Write out every entry exactly as it stands.

◆ **Data for analysis**:
_____
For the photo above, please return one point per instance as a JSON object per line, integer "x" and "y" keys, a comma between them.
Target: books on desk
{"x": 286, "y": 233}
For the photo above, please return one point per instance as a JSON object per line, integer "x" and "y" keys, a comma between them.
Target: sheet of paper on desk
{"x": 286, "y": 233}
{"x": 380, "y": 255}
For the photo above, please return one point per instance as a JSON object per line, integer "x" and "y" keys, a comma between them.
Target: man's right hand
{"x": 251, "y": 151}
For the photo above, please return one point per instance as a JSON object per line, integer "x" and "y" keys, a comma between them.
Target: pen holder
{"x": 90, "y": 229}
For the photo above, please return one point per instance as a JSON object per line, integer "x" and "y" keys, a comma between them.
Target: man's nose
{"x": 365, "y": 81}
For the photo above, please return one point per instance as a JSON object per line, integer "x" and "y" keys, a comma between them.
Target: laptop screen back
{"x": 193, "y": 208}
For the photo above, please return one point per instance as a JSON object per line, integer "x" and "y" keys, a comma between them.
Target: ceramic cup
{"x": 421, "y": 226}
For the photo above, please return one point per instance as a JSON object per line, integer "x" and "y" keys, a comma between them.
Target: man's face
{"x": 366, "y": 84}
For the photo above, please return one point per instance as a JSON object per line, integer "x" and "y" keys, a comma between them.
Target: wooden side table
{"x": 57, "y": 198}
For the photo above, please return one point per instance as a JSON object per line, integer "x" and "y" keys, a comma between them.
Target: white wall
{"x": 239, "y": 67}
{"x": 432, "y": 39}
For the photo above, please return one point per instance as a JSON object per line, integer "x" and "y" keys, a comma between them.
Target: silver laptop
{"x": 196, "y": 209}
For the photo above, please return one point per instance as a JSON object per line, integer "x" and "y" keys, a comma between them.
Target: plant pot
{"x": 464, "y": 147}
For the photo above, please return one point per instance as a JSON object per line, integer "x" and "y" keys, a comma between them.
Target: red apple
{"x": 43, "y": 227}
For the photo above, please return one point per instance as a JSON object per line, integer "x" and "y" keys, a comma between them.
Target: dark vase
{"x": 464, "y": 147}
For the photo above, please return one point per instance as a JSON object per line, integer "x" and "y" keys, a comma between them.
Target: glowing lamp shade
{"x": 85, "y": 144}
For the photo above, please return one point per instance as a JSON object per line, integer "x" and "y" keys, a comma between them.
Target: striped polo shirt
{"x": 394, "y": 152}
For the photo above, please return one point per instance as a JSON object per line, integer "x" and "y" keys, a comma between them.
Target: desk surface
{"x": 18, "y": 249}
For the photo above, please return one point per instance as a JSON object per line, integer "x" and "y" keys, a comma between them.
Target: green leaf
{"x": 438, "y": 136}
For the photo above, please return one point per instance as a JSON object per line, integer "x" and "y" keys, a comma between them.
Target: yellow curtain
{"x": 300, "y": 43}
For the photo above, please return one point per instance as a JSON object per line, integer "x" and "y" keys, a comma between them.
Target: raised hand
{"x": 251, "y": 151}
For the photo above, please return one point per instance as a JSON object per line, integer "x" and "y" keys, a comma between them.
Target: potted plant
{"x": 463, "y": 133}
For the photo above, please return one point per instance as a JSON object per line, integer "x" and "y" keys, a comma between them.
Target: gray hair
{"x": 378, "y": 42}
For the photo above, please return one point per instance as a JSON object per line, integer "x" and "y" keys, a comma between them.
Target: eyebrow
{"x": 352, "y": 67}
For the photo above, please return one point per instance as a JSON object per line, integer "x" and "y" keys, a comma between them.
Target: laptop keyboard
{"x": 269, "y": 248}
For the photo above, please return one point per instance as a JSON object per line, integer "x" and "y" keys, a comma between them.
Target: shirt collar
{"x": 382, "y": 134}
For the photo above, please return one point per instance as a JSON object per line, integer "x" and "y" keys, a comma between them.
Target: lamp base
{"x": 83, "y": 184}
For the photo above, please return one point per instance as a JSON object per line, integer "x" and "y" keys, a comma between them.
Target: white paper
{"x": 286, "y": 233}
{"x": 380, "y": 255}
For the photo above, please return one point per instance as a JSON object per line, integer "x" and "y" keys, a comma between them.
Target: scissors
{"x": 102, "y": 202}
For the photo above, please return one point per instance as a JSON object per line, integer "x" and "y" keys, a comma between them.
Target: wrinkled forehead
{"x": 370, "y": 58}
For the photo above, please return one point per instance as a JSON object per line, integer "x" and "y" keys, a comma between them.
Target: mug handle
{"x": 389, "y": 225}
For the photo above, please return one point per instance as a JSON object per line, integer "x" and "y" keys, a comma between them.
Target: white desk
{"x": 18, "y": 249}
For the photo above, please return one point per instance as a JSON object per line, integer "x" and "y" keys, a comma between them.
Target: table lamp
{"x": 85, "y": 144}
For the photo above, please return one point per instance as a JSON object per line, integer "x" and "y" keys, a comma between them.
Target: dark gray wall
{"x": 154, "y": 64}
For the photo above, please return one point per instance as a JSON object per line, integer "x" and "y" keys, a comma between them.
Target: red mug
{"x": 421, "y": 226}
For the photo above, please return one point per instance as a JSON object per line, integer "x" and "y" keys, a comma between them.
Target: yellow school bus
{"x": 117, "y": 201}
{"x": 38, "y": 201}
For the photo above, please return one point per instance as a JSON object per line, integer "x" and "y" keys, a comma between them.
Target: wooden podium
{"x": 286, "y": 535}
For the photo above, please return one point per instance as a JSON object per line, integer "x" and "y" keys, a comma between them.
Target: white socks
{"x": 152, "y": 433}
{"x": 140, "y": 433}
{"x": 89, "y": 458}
_____
◆ **Result**:
For the photo above, please return one point per instance as a JSON object per line, integer "x" and "y" keys, a comma between them.
Target: books on desk
{"x": 286, "y": 233}
For the photo above, please return one point per instance as a JSON object per line, integer "x" and "y" keys, a comma between them.
Target: sheet of paper on desk
{"x": 286, "y": 233}
{"x": 380, "y": 255}
For the photo above, please return one point per instance as a JSON object per line, integer "x" and "y" keys, a comma between them.
Target: man's right hand
{"x": 251, "y": 151}
For the photo above, please return one point per instance as a JSON object per line, integer "x" and "y" keys, a comma between them.
Target: pen holder
{"x": 90, "y": 229}
For the photo above, please return one point per instance as a JSON object per line, integer "x" and "y" keys, a comma between them.
Target: man's nose
{"x": 365, "y": 81}
For the photo above, please return one point per instance as a JSON object per line, integer "x" and "y" keys, a comma between them.
Target: laptop screen back
{"x": 193, "y": 208}
For the photo above, please return one point per instance as a JSON object per line, integer "x" and "y" keys, a comma between them.
Target: ceramic cup
{"x": 421, "y": 226}
For the photo above, please return one point per instance as a JSON object per line, integer "x" and "y" keys, a comma between them.
Target: man's face
{"x": 366, "y": 84}
For the photo above, please return one point per instance as a JSON object per line, integer "x" and "y" keys, a comma between them.
Target: wooden side table
{"x": 57, "y": 198}
For the photo above, please return one point per instance as a JSON object per line, integer "x" and "y" keys, a comma between them.
Target: white wall
{"x": 239, "y": 67}
{"x": 432, "y": 39}
For the photo above, please return one point per instance as a JSON object per line, integer "x" and "y" keys, a comma between them.
Target: silver laptop
{"x": 196, "y": 209}
For the photo above, please return one point per instance as a JSON object per line, integer "x" and "y" keys, a comma between them.
Target: plant pot
{"x": 464, "y": 147}
For the photo above, please return one point per instance as a JSON object per line, integer "x" and "y" keys, a comma between them.
Target: red apple
{"x": 43, "y": 227}
For the photo above, please return one point per instance as a JSON object per line, integer "x" and "y" keys, a comma between them.
Target: dark vase
{"x": 464, "y": 147}
For the photo above, please return one point per instance as a JSON object per line, integer "x" and "y" keys, a comma between them.
Target: glowing lamp shade
{"x": 85, "y": 144}
For the photo above, please return one point per instance as a JSON object per line, integer "x" and "y" keys, a comma between them.
Target: striped polo shirt
{"x": 394, "y": 152}
For the photo above, please return one point per instance as a JSON object per line, integer "x" and "y" keys, a comma between them.
Target: desk surface
{"x": 18, "y": 249}
For the photo above, please return one point per instance as a JSON object per line, integer "x" and "y" keys, a comma between them.
Target: green leaf
{"x": 438, "y": 136}
For the photo above, please return one point per instance as a JSON object per line, integer "x" and "y" keys, a comma between them.
Target: yellow curtain
{"x": 300, "y": 43}
For the photo above, please return one point per instance as a JSON object per line, integer "x" and "y" keys, a comma between them.
Target: raised hand
{"x": 251, "y": 151}
For the photo above, please return one point per instance as a JSON object per line, integer "x" and "y" keys, a comma between them.
Target: potted plant
{"x": 463, "y": 133}
For the photo above, please return one point per instance as a JSON object per line, integer "x" and "y" keys, a comma between them.
Target: gray hair
{"x": 378, "y": 42}
For the photo above, please return one point per instance as a JSON object per line, integer "x" and "y" keys, a comma between them.
Target: eyebrow
{"x": 352, "y": 67}
For the photo above, please return one point per instance as a JSON object per line, integer "x" and "y" keys, a comma between them.
Target: laptop keyboard
{"x": 269, "y": 248}
For the photo above, please return one point per instance as a JSON object per line, integer "x" and "y" keys, a comma between them.
Target: shirt collar
{"x": 382, "y": 134}
For the photo above, please return one point per instance as a JSON object per line, integer "x" and "y" keys, a comma between them.
Target: lamp base
{"x": 83, "y": 184}
For the photo above, please return one point per instance as a JSON object per line, integer "x" and "y" keys, a comma between them.
Target: white paper
{"x": 286, "y": 233}
{"x": 380, "y": 255}
For the photo above, please return one point per instance as a JSON object per line, integer "x" and "y" keys, a comma between them.
Target: scissors
{"x": 102, "y": 202}
For the photo above, please return one point per instance as a JSON object per line, integer "x" and "y" keys, a comma between them.
Target: wrinkled forehead
{"x": 370, "y": 58}
For the photo above, please return one point per instance as a JSON object per line, integer "x" and "y" keys, a comma between them.
Target: mug handle
{"x": 389, "y": 225}
For the photo above, please return one point per instance as a JSON object per line, integer "x" and "y" keys, a comma between them.
Target: white desk
{"x": 18, "y": 249}
For the photo above, please return one point per instance as a JSON object per line, integer "x" and "y" keys, a comma between them.
Target: table lamp
{"x": 85, "y": 144}
For the photo above, please return one point per instance as a JSON object per line, integer "x" and "y" keys, a comma between them.
Target: dark gray wall
{"x": 154, "y": 64}
For the photo above, please return one point per instance as a JSON object per line, integer "x" and "y" keys, a comma between them.
Target: red mug
{"x": 421, "y": 226}
For the photo above, please return one point per instance as a JSON object per line, integer "x" and "y" keys, a comma between them.
Target: yellow school bus
{"x": 117, "y": 201}
{"x": 38, "y": 201}
For the photo above, please return one point per instance as a JSON object per line, integer "x" and "y" keys, a comma between them.
Target: wooden podium
{"x": 286, "y": 535}
For the photo above, please return one point per instance as a JSON object per line, integer "x" and "y" keys, a comma between them.
Target: white socks
{"x": 152, "y": 433}
{"x": 140, "y": 433}
{"x": 89, "y": 458}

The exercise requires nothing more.